▶ Passage to read
BEGIN
Wolfgang Hilbig’s novella Old Rendering Plant (translated from German by Isabel Fargo Cole) is new from Two Lines Press. It looks pretty cool—a blurb from the NYT comparing him to Sebald and that quote on the cover from Krasznahorkai don’t hurt either. Here’s TLP’s blurb:
What falsehoods do we believe as children? And what happens when we realize they are lies—possibly heinous ones? In Old Rendering Plant Wolfgang Hilbig turns his febrile, hypnotic prose to the intersection of identity, language, and history’s darkest chapters, immersing readers in the odors and oozings of a butchery that has for years dumped biological waste into a river. It starts when a young boy becomes obsessed with an empty and decayed coal plant, coming to believe that it is tied to mysterious disappearances throughout the countryside. But as a young man, with the building now turned into an abattoir processing dead animals, he revisits this place and his memories of it, realizing just how much he has missed. Plumbing memory’s mysteries while evoking historic horrors, Hilbig gives us a gothic testament for the silenced and the speechless. With a tone worthy of Poe and a syntax descended from Joyce, this suggestive, menacing tale refracts the lost innocence of youth through the heavy burdens of maturity.
Suggestive and menacing? Poe and Joyce? This one’s next on my list. I was hoping to dig into it over the July 4th weekend(ish), but I was a bit crosseyed from Bloody Marys and other good spirits, and got almost no reading done for five days in a row.
I loved the last novella I read from Two Lines, by the way—João Gilberto Noll’s Quiet Creature on the Corner.
END
▶ Dataset extract
BEGIN
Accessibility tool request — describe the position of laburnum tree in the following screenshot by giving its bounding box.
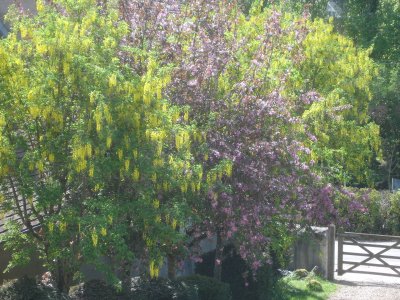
[0,0,203,291]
END
▶ Task
Which people does the post about Old Rendering Plant name?

▶ Solution for this problem
Wolfgang Hilbig, Isabel Fargo Cole, Sebald, Krasznahorkai, Poe, Joyce, João Gilberto Noll